Set task: Retype, character for character, everything below from the line containing "Kindly provide the mask of every instance of the stone" down to the last line of the items.

Rows:
==*==

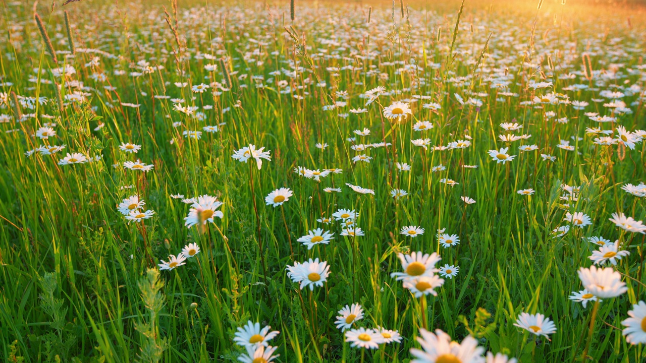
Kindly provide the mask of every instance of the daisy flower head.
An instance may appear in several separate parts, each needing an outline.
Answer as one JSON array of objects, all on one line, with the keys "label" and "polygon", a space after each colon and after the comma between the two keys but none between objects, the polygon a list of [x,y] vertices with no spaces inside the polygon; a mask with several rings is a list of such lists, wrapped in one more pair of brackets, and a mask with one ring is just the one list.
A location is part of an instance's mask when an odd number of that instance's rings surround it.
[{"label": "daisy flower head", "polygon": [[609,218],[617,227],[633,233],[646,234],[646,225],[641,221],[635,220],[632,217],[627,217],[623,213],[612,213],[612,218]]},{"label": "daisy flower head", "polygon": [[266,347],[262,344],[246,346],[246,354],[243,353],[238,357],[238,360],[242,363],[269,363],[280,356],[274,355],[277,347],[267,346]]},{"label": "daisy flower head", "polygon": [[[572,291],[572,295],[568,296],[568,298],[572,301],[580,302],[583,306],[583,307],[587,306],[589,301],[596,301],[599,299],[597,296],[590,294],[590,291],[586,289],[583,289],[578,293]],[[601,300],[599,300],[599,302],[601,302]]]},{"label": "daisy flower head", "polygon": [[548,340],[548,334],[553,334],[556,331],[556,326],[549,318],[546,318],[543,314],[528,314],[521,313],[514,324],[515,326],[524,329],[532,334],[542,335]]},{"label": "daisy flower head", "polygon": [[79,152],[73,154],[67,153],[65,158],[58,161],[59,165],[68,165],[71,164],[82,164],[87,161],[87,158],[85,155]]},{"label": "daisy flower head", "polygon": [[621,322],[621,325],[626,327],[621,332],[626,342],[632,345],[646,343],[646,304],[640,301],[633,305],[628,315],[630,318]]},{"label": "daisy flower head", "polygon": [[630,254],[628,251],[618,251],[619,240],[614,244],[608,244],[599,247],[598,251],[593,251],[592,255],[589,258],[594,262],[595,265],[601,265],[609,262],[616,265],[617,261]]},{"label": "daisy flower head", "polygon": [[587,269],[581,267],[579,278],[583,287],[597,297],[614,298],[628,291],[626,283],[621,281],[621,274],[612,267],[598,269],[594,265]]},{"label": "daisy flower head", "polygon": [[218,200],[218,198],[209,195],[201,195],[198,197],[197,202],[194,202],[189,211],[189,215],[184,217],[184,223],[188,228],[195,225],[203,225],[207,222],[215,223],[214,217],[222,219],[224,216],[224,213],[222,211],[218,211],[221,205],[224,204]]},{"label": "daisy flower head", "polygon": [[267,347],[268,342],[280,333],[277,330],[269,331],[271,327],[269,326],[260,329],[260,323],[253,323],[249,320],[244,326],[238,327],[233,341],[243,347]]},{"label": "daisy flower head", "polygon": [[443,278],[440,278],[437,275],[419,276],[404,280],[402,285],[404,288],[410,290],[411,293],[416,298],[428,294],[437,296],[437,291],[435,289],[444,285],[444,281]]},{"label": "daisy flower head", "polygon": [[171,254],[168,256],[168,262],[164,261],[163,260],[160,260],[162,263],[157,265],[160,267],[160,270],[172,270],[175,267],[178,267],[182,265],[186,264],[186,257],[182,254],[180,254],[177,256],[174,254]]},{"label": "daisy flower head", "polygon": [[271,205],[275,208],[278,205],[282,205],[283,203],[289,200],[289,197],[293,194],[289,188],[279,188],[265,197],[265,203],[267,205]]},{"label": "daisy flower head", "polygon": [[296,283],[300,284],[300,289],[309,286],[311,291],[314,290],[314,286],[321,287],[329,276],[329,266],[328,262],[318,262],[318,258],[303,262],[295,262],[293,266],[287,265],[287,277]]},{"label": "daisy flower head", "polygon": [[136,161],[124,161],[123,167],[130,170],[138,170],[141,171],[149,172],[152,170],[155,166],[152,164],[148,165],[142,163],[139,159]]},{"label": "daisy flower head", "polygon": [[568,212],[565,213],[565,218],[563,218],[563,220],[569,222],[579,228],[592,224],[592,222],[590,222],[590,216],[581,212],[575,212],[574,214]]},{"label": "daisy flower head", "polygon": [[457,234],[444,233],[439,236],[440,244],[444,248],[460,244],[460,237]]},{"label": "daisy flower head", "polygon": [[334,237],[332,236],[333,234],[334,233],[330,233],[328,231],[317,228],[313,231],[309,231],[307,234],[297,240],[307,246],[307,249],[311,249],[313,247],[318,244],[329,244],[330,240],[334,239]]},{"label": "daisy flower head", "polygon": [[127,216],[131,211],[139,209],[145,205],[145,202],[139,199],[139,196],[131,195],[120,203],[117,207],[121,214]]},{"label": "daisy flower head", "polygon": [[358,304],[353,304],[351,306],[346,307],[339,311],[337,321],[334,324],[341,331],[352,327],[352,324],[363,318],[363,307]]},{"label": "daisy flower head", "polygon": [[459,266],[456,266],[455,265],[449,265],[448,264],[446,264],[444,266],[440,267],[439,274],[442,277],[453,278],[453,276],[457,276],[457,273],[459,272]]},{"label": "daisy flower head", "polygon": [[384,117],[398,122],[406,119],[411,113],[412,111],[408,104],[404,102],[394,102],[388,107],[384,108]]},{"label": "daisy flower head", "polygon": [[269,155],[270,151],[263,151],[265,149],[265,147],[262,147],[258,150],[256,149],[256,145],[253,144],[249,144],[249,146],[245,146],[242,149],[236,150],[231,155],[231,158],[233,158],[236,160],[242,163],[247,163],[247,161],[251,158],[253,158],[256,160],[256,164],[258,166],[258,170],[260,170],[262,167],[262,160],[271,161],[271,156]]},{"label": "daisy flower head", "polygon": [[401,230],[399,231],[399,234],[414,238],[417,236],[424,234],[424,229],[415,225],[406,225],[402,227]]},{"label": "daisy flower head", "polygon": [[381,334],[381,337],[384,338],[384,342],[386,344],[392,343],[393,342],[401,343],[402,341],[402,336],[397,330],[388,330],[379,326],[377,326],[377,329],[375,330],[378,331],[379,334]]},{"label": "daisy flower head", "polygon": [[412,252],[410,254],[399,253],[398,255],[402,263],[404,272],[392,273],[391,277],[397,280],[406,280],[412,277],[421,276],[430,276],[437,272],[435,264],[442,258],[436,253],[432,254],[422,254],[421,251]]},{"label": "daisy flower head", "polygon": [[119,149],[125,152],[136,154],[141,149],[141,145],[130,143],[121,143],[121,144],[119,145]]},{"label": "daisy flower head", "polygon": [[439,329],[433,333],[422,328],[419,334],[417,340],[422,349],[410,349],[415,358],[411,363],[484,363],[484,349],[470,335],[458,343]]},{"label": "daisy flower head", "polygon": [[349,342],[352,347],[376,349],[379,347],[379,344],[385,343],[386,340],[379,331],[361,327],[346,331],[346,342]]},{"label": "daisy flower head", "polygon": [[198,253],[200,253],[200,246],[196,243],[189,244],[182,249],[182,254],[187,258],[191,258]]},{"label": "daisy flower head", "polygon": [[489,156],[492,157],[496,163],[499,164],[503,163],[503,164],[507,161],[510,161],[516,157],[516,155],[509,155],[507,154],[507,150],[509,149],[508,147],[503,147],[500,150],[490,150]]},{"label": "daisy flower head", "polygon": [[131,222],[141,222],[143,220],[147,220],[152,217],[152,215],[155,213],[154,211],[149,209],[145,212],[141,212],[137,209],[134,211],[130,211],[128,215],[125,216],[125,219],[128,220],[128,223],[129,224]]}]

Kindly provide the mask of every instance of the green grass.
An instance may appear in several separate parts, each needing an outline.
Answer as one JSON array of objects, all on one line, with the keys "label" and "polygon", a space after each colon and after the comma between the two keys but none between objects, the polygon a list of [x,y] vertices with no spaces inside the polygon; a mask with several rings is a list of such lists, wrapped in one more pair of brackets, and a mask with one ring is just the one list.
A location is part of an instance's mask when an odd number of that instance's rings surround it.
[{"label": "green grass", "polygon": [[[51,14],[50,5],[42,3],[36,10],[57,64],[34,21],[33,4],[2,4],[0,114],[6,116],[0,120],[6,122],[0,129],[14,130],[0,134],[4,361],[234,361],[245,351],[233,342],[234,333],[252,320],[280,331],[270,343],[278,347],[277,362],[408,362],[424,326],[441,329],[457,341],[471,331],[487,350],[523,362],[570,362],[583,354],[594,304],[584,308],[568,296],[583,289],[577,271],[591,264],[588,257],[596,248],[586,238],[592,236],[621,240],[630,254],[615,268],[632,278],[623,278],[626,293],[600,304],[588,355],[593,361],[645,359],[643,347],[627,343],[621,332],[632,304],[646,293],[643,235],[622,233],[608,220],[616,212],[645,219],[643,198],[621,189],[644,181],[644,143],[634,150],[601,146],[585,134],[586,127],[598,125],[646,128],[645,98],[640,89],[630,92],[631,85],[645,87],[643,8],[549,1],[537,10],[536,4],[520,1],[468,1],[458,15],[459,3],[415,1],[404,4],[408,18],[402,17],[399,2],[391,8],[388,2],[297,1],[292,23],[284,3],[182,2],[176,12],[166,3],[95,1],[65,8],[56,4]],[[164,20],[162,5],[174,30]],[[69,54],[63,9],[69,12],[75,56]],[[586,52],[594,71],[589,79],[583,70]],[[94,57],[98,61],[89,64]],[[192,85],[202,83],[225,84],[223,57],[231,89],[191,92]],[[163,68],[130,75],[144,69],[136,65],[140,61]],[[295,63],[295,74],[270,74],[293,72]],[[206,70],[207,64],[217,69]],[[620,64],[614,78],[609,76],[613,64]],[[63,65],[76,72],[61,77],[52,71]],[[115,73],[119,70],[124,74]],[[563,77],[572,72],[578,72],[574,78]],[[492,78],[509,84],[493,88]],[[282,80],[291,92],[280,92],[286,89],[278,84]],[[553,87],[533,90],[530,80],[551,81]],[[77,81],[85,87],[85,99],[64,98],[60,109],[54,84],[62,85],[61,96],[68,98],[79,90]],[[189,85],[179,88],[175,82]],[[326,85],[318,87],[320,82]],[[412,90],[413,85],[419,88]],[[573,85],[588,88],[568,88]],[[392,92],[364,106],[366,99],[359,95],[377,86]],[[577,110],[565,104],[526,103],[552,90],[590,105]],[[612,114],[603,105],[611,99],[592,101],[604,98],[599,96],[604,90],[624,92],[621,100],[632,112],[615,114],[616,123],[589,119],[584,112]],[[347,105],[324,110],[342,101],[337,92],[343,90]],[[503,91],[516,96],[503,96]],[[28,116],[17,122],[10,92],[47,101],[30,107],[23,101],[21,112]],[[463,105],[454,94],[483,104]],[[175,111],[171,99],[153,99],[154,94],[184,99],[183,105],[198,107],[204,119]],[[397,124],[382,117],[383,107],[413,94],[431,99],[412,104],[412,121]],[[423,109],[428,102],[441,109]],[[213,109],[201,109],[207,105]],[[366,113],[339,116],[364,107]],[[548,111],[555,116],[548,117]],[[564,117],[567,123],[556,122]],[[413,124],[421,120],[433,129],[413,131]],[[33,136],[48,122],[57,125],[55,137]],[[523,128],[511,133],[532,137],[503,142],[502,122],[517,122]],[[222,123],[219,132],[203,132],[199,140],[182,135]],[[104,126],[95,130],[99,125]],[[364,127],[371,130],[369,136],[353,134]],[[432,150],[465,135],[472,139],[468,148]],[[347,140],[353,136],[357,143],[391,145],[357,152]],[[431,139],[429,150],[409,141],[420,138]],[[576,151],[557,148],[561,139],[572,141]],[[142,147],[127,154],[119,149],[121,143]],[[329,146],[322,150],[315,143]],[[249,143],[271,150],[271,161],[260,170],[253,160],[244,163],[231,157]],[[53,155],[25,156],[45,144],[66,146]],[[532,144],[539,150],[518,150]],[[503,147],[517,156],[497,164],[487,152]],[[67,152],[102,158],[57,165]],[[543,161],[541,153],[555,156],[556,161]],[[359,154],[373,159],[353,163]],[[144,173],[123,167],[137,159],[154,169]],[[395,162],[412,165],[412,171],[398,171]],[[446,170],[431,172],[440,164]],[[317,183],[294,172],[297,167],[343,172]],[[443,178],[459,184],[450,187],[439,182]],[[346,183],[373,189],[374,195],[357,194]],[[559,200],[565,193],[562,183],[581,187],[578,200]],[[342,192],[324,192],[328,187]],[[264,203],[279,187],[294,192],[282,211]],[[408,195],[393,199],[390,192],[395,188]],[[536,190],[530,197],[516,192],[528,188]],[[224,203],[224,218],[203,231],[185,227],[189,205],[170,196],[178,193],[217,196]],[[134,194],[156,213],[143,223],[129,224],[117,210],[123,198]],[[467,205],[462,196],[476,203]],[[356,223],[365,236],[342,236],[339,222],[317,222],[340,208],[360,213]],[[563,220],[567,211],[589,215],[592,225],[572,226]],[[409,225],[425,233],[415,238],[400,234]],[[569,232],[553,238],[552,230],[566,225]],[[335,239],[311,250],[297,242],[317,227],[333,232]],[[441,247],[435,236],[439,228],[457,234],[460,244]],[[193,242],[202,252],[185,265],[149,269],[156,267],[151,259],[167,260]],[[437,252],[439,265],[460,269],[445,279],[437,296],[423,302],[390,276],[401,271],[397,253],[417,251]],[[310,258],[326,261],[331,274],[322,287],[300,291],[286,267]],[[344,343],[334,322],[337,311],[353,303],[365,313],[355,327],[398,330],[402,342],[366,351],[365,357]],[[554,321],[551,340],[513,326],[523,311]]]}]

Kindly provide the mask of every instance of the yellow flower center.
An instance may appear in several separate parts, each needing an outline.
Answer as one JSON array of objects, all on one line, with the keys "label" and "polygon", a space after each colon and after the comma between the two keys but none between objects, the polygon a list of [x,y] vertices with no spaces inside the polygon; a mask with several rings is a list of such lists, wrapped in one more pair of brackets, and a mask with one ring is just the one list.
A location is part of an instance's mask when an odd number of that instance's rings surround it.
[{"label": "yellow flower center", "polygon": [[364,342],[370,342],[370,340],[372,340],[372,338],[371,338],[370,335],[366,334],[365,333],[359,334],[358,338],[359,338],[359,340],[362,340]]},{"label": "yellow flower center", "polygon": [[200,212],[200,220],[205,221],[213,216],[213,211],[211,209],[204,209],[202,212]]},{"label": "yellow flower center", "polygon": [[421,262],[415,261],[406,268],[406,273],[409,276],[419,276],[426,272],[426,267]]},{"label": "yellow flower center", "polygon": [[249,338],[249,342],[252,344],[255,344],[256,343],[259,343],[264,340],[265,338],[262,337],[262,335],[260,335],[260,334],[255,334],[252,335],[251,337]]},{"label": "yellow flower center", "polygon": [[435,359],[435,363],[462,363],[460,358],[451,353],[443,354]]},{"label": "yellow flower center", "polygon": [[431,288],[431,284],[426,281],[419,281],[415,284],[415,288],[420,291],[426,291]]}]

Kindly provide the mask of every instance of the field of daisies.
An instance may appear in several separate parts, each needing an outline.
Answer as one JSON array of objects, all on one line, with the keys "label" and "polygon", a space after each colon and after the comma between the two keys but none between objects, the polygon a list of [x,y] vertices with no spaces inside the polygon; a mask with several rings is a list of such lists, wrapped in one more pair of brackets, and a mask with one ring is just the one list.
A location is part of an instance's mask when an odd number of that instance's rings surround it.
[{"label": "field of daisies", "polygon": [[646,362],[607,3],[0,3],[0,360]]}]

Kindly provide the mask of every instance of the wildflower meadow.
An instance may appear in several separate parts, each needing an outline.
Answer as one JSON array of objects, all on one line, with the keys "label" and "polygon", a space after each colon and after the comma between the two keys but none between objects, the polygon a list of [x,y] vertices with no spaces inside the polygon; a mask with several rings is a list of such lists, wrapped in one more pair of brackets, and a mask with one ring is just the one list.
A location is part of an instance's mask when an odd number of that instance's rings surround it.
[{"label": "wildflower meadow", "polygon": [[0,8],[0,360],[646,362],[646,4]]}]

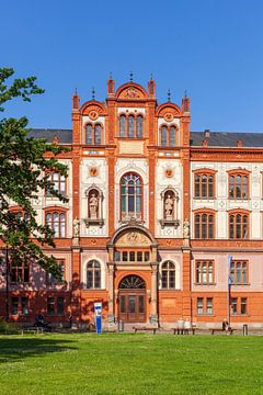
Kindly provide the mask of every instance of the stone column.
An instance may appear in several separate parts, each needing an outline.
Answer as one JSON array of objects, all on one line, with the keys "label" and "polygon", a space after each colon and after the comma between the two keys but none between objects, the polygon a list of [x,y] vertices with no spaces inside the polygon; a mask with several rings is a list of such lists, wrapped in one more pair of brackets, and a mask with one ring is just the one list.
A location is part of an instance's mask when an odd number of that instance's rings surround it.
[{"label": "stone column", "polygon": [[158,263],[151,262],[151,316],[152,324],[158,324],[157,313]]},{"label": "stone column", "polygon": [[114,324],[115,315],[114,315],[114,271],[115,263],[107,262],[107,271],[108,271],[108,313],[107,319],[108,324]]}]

==*==

Reply:
Kindly provide the mask of every instance of the stone column.
An instance may appear in several separate parts, each needing an outline.
Answer as one JSON array of objects, all on one line, with the keys "label" and "polygon", a space after each colon and after the comma between the two keys but none between objects, the polygon a list of [x,y] vertices with no spaces inside the polygon; a mask with several rings is a list of such lists, wrapped in one more pair of brackets, and a mask with one ring is just the one list.
A location is part of an instance's mask when an odd number of that instance's rings surround it.
[{"label": "stone column", "polygon": [[158,263],[151,262],[151,316],[152,324],[158,324],[157,313]]},{"label": "stone column", "polygon": [[114,324],[115,315],[114,315],[114,271],[115,263],[107,262],[107,271],[108,271],[108,313],[107,319],[108,324]]}]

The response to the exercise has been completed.